### [WHAT THE EXERCISE ASKS]
Copy out precisely the line that holds "Where can you see the window" and all the lines following it in the data, up to and including the last one, and no others.

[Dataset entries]
· · · ·

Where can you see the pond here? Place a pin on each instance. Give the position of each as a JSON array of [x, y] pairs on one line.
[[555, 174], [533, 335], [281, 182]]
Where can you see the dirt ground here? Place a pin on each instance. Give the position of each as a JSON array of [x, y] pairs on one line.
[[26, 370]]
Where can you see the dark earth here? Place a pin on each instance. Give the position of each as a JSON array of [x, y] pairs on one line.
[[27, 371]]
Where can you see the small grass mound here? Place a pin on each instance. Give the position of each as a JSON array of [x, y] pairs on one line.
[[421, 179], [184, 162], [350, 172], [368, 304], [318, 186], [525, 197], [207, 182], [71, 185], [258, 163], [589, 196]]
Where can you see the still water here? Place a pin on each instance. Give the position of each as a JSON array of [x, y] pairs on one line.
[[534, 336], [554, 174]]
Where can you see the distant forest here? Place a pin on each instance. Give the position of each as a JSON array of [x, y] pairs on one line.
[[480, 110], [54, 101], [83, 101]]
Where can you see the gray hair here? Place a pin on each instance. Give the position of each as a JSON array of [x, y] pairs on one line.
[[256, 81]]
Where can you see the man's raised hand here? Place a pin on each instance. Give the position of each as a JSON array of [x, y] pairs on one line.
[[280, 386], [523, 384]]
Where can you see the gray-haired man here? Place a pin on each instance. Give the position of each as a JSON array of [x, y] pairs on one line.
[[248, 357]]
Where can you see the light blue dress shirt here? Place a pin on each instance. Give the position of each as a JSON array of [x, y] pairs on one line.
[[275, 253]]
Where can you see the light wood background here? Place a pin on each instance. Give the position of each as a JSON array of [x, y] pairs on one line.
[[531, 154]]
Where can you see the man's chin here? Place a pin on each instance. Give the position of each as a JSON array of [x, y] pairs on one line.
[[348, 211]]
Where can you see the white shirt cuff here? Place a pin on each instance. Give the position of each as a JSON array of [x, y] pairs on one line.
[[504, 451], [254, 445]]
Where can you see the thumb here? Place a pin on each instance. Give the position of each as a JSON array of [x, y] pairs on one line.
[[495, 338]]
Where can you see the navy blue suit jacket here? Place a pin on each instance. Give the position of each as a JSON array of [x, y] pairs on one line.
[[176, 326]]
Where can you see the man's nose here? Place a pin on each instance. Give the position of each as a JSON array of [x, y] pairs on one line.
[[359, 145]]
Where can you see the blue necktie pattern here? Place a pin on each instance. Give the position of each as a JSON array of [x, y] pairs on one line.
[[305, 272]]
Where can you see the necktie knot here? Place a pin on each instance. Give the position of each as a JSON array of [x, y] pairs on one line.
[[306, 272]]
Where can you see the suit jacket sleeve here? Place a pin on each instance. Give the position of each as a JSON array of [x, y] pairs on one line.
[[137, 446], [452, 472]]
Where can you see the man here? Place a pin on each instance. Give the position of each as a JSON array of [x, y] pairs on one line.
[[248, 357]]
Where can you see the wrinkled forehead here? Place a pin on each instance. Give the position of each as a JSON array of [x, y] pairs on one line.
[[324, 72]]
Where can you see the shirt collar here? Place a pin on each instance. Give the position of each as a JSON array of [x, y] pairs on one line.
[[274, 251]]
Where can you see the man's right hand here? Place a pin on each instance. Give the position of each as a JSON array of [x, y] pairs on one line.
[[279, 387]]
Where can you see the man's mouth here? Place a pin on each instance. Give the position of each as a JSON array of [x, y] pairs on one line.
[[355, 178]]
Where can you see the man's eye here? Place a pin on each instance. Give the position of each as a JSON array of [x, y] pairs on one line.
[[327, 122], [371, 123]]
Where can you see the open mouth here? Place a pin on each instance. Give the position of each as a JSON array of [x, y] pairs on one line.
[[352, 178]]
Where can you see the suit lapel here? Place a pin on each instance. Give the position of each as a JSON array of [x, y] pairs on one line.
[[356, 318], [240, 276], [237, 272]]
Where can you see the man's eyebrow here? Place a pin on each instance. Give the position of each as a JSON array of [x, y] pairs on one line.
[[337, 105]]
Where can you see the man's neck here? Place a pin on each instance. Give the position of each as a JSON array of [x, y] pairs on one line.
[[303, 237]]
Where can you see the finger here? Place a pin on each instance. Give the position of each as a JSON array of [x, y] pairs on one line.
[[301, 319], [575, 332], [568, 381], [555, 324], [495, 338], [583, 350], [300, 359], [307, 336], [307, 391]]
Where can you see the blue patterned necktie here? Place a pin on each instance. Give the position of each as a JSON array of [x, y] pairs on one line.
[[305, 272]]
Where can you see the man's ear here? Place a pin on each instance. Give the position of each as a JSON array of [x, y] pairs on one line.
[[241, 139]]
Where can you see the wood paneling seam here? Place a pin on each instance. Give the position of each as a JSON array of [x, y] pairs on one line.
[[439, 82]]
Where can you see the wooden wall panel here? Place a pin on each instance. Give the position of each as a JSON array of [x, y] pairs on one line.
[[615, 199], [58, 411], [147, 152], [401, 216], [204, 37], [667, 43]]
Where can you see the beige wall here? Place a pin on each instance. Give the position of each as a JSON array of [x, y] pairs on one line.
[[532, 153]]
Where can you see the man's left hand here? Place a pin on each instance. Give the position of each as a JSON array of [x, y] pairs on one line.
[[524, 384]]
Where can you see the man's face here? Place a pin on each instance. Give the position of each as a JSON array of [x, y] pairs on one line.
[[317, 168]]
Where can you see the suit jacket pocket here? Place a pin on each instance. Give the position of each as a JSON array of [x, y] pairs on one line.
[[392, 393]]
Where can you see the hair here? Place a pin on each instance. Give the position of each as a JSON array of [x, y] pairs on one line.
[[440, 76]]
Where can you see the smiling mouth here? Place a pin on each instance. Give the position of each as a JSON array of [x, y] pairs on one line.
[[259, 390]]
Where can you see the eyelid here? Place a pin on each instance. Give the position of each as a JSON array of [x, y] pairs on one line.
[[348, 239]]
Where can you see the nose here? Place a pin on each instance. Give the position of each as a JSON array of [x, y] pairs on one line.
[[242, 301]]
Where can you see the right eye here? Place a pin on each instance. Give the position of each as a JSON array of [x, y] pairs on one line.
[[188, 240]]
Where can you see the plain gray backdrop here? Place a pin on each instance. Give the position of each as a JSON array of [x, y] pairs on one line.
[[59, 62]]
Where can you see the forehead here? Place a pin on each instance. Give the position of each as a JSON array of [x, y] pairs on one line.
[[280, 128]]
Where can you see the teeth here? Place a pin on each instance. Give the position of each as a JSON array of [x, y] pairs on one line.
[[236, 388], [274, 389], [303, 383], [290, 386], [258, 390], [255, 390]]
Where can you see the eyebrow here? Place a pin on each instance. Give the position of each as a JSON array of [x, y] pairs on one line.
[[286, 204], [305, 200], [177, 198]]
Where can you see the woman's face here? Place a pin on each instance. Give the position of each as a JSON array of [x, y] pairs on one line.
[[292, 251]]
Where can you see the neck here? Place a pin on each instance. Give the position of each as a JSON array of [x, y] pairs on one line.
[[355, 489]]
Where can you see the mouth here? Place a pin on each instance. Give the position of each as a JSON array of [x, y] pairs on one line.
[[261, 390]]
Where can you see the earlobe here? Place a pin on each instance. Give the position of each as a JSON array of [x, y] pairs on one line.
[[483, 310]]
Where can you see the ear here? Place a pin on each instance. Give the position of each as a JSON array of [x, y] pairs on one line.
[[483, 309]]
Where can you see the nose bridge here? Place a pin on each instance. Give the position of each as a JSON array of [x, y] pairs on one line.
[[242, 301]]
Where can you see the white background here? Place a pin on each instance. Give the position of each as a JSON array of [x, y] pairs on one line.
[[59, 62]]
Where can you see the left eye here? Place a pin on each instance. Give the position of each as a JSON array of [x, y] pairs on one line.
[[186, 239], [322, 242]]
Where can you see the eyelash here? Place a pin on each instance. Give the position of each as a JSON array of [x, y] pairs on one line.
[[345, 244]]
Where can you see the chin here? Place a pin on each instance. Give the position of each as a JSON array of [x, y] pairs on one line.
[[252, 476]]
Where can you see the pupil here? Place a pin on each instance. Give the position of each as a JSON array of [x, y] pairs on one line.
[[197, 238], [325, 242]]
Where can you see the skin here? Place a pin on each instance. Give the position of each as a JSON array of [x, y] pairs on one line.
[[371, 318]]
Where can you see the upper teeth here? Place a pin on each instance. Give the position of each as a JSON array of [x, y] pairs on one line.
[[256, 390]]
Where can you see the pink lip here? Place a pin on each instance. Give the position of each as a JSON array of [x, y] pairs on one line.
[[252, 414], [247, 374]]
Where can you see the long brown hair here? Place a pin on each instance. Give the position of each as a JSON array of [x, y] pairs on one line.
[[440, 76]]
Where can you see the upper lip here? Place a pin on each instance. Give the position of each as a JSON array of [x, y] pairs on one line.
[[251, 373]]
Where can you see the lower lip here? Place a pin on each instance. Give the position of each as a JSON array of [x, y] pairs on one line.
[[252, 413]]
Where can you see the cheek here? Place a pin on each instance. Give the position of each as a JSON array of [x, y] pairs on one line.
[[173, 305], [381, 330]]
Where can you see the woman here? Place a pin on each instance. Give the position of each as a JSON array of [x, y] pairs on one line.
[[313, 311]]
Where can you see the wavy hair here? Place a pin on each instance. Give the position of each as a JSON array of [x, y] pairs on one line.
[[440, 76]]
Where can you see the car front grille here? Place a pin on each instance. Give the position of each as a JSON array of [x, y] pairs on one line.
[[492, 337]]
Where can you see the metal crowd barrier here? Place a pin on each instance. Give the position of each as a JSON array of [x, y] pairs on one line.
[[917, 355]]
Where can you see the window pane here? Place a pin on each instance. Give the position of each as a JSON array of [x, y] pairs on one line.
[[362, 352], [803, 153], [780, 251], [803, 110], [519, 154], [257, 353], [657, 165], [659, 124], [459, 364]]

· · · ·

### [RESPONSE BELOW]
Where can you see the window pane here? Place a pin on each instance. Give the position of each as a JSON array of [x, y] pairs on one line.
[[362, 352], [803, 153], [780, 251], [803, 110], [519, 154], [257, 353], [657, 165], [659, 124], [459, 364]]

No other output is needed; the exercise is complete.